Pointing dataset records

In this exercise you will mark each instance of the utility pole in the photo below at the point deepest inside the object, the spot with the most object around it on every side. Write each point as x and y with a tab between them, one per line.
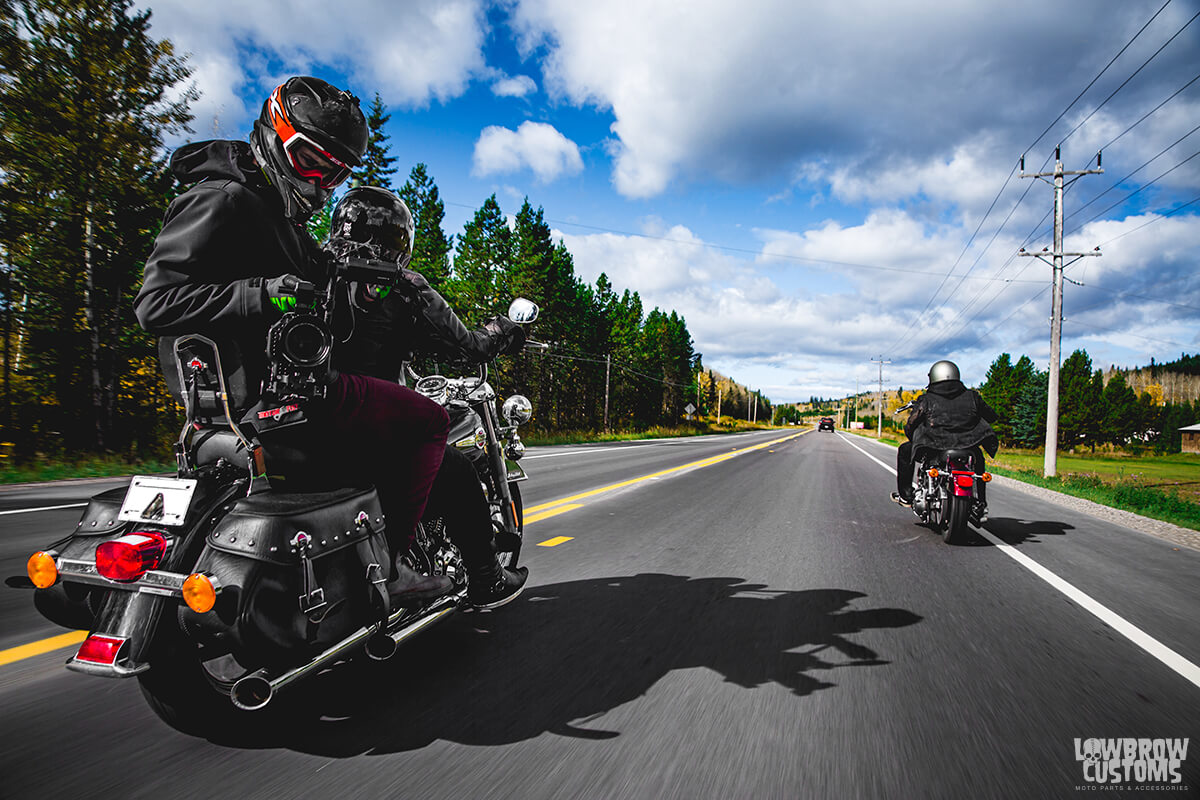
607	364
879	433
1050	465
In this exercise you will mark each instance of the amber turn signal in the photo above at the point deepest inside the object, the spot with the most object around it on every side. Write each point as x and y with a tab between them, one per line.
42	570
199	594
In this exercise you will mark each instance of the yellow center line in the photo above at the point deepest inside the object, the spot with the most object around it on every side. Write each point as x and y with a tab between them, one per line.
535	512
43	645
552	512
695	464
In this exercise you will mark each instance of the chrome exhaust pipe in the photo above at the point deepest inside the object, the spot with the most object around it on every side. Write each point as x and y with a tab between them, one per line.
255	691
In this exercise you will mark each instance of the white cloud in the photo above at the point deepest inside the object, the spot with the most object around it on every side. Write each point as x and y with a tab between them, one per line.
535	145
514	86
880	98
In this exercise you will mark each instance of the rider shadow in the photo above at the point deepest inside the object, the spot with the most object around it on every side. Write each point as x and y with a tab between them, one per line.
565	654
1021	531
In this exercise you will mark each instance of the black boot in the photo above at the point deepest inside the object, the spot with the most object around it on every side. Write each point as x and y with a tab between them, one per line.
409	585
491	585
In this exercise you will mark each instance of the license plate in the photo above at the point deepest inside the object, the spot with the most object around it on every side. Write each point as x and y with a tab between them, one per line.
157	500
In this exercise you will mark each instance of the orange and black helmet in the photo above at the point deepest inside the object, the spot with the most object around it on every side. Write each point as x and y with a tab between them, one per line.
309	137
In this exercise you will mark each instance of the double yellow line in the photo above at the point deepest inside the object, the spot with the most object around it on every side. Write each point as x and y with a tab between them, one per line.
533	513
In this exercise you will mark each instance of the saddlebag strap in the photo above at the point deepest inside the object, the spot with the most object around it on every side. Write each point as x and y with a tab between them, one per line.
312	597
377	575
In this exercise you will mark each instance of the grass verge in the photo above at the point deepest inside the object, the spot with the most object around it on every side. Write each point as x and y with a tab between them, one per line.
1115	481
99	467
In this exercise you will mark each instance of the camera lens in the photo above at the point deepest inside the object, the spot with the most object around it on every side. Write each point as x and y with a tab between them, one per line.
306	344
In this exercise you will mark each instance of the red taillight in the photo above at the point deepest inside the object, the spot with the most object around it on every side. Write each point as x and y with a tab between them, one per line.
131	555
100	649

(What you need to do) Could you repeat all of the material exactly? Pictures should not be copied.

(Written solution)
In this exercise you will mark each instance of the utility pole in the photo below at the point deepest inside the object, the spot with the most object around it on every side. Write each point as x and y with a tab between them, one per line.
607	364
879	433
1050	465
In this exercise you will mark each instance of the amber turn signal in the photo above at the point deepest inside the object, the spot with the most object around it on every side. Write each point as x and y with a tab between them, one per line.
42	570
199	594
In this exercise you will mark each instance of the yellow center line in the photo above at the point deepest inside the object, the spot with the most object around it on every side. Write each point as x and y with a tab between them, one per line.
535	512
43	645
552	512
695	464
In this exercise you will mark each instance of the chrome exhaust pipe in the photo above at the point deepest inside the object, the spot with the most object around it on every side. Write each point as x and y with a tab between them, one per line.
255	691
In this exercise you will mark each instance of the white cloud in the photo above at the point deepest inside the object, the spot with the most object around it on every side. Write each point as x and y with a tab between them, one per line.
535	145
514	86
880	98
In this exercise you will mark each instance of the rider shadow in the photo above at the point deepest inside the object, the spot with the most object around it on every side. Write each point as x and y with a tab between them, one per line.
565	654
1021	531
In this exercise you will mark each instance of the black boot in the photo above at the point deepest inside the object, the spot with the most object around it on every side. Write each point as x and y with a tab between them, one per line.
409	585
491	585
In this exercise you will mark each instance of the license plate in the photo above at the point deepest inside the object, the spot with the most object around it on every side. Write each point as x and y with a tab between them, one per line.
157	500
In this exercise you will mark each instance of the orange and black helmet in the photo above at the point deepest inside the object, the spot with the most object around it on every side. Write each point as x and y with a tab between them, one per line.
309	137
In this exercise you will mark each instance of the double yellow line in the photo above at the point deepest inside the object, the spot with the most object around it on every side. Write each point as x and y with a tab between them, one per line.
533	513
In this exercise you will mark each instance of the saddlebag strap in the photo above at the point deepest inside the object, the spot with the most object around it on every side. Write each point as x and y with a tab between them, one per line.
312	597
377	575
In this exercise you will mark each instance of the grass verge in the photo above at the point deepest inside the object, the spot with the most object around it on every side. Write each point as x and y with a tab between them, one per line.
1115	481
99	467
In this exercise you will mark each instance of the camera lens in the photo above at the point deepest inside the object, the spot with the most object around it on every side. Write each point as x and y with a tab between them, one per line.
306	344
In this exercise you will mark each instance of the red taillight in the photo above at the point deepest inside the object, the spot with the most object around it on every side. Write each point as x and y with a tab between them, one per line.
131	555
100	649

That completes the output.